** WHAT IS EXPECTED **
Reproduce the data below verbatim, from the line containing "Blocks tagged <instance>" up to and including the line containing "positive clicks: (104, 298) (107, 299)".

** DATA **

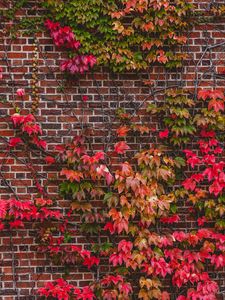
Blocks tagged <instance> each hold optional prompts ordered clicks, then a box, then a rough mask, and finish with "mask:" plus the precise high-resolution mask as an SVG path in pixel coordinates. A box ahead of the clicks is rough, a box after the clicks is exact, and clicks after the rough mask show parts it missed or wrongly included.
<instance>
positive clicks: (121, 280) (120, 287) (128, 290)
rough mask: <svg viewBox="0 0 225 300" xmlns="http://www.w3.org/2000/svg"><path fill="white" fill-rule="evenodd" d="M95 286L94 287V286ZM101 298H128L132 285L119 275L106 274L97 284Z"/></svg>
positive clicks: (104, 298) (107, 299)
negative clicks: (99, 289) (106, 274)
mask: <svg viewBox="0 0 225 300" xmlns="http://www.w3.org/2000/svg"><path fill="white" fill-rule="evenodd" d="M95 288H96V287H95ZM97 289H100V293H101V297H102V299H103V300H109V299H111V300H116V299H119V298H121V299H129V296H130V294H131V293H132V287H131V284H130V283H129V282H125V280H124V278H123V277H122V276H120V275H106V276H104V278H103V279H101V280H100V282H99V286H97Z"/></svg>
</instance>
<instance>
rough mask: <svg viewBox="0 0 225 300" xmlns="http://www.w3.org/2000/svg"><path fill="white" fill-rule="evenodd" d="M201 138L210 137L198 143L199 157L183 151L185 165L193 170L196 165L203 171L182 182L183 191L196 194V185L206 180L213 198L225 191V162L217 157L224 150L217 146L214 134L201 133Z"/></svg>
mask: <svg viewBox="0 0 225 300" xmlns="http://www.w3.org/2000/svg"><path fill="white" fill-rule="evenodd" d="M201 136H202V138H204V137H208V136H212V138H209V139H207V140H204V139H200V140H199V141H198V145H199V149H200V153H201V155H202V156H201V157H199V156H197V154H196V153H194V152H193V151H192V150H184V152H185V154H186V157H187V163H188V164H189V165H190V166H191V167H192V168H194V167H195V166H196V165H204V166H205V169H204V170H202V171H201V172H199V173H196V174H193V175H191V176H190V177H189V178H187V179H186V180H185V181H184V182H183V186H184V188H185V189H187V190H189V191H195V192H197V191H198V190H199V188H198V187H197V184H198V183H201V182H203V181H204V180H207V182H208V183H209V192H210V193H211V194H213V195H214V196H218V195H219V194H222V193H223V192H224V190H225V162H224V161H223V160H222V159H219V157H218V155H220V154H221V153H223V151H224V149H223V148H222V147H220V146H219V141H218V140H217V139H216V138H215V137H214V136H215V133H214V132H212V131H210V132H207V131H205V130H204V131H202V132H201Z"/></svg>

--

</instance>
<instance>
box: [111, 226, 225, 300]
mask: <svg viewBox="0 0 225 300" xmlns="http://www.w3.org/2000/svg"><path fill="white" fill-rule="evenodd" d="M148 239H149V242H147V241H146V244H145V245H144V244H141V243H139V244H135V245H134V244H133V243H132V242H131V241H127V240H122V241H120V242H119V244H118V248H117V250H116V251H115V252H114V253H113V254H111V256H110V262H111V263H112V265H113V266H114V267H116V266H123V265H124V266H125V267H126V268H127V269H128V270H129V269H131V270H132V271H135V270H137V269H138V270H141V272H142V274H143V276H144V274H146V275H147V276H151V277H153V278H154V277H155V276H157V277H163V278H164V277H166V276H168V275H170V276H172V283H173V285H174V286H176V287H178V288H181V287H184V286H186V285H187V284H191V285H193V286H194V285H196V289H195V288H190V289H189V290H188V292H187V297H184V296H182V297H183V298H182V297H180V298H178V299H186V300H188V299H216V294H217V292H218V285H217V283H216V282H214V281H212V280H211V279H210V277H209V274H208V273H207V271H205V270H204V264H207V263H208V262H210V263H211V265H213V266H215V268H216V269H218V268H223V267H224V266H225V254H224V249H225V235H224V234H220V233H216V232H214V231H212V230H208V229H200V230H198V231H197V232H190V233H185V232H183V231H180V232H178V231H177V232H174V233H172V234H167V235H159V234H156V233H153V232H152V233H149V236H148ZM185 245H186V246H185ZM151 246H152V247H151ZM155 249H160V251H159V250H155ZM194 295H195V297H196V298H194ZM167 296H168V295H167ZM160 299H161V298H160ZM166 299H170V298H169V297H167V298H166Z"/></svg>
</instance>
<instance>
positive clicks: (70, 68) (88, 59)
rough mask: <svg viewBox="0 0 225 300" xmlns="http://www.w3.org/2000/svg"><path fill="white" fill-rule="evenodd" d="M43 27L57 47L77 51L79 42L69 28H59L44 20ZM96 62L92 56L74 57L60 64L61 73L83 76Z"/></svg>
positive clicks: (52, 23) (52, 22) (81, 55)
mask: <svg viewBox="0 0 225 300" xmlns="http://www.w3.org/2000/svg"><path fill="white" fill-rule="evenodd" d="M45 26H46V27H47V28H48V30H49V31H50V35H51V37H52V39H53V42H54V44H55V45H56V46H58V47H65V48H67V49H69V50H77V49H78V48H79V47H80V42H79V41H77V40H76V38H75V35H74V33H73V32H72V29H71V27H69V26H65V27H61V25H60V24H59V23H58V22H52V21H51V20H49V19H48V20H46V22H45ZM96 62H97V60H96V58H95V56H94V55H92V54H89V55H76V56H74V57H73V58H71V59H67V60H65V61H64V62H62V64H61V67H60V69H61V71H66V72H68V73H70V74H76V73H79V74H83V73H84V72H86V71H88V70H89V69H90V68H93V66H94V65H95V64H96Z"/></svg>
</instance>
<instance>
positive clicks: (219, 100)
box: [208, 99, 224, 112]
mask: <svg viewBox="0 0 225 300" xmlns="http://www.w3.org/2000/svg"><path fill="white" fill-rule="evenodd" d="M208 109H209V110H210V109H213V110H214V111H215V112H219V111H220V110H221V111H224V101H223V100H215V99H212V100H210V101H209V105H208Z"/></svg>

** ANSWER SECTION **
Blocks tagged <instance> each hold optional prompts ordered clicks, then a box, then a rough mask, and finish with "mask:" plus the precise high-resolution mask as an SVG path in pixel coordinates. A box ahead of the clicks is rough, a box after the clicks is exact, and clicks after the rough mask show parts it missed or wrongly included.
<instance>
positive clicks: (121, 280) (120, 287) (128, 290)
rough mask: <svg viewBox="0 0 225 300" xmlns="http://www.w3.org/2000/svg"><path fill="white" fill-rule="evenodd" d="M95 286L94 287V286ZM101 298H128L132 285L119 275L106 274L97 284Z"/></svg>
positive clicks: (104, 298) (107, 299)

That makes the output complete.